## EXERCISE
In the entries from the line containing "Please locate the flower" through the end, switch "dahlia" to "peony" and write out that stretch again with everything else unchanged.

## LISTED ENTRIES
************
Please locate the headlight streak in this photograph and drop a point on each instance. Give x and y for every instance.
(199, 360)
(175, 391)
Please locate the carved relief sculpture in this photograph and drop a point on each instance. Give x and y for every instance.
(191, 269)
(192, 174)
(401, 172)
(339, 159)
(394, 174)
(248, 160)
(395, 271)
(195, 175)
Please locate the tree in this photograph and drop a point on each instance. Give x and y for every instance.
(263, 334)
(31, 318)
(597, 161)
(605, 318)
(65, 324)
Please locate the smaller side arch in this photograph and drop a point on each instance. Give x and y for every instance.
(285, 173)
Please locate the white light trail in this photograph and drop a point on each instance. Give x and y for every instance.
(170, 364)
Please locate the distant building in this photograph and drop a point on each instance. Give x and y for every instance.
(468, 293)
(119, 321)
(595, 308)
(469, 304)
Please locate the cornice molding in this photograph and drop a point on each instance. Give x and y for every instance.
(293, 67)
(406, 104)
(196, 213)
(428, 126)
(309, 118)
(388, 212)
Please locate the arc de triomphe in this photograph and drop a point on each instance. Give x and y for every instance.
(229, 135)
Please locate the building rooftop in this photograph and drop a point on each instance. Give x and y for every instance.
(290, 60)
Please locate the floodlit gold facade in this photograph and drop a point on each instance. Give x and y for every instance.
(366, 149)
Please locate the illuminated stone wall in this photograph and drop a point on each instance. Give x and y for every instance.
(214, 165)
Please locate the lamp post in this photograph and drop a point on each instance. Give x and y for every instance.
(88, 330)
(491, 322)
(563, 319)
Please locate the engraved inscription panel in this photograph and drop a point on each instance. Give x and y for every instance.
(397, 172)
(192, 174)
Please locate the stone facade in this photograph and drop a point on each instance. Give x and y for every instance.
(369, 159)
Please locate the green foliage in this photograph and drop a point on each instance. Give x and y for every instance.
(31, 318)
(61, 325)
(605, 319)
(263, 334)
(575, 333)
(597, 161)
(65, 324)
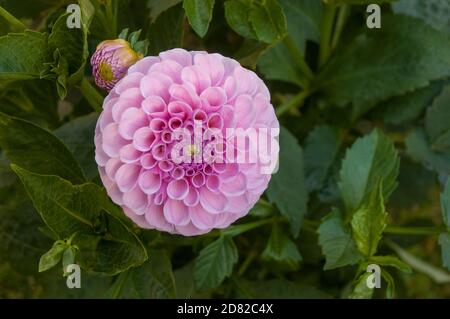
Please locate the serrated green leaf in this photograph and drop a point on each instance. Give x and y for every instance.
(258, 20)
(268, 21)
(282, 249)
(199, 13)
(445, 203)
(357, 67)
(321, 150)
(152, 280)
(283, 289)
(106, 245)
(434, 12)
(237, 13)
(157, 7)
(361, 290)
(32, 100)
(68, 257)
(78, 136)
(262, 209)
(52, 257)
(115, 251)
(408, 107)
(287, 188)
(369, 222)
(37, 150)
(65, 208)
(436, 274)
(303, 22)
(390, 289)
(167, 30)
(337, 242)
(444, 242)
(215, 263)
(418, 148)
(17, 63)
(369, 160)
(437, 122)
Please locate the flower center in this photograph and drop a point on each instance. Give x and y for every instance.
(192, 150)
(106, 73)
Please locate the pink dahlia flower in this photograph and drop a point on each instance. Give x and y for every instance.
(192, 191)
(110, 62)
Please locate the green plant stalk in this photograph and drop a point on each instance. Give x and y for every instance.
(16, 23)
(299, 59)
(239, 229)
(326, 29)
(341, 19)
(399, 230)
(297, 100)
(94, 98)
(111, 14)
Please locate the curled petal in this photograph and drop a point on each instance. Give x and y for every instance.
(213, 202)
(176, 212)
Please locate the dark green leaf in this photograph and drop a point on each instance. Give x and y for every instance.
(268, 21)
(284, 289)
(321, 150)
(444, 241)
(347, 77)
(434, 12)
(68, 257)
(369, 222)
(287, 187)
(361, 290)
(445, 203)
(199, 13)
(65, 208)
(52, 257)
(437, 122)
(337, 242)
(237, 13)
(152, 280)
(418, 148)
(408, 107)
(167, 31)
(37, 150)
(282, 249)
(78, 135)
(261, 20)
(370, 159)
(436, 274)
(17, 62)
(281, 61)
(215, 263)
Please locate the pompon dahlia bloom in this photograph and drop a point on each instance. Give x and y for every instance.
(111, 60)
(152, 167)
************
## OUTPUT OF THE TASK
Please locate the flower center in this photograph and drop a point on each instance. Give x and y for every instance.
(192, 150)
(106, 73)
Please locate the pink peony flower in this photograph and drop a point on each instance. Give x and y for every instance.
(192, 191)
(110, 62)
Please locate the green plant stalk in this photograph and drop a point on each instance. Give x and y for every instance.
(16, 23)
(299, 59)
(239, 229)
(326, 29)
(341, 19)
(399, 230)
(297, 100)
(94, 98)
(111, 14)
Please locate the curled petal in this photograph and drop a point on each instance. Give x and y for every instance.
(213, 202)
(176, 212)
Please locate the dark green leaf in this photograph and drop a point on each instance. Give x and y for every instance.
(268, 21)
(284, 289)
(321, 150)
(444, 241)
(347, 77)
(434, 12)
(68, 257)
(369, 222)
(287, 187)
(361, 290)
(445, 203)
(199, 13)
(65, 208)
(52, 257)
(437, 122)
(337, 242)
(237, 13)
(152, 280)
(418, 148)
(408, 107)
(167, 31)
(37, 150)
(282, 249)
(78, 135)
(261, 20)
(370, 159)
(436, 274)
(17, 62)
(281, 61)
(215, 263)
Please locate the pompon peony bloom in this photograph and drop a point on each instance. Give x and y for every instance.
(111, 60)
(152, 167)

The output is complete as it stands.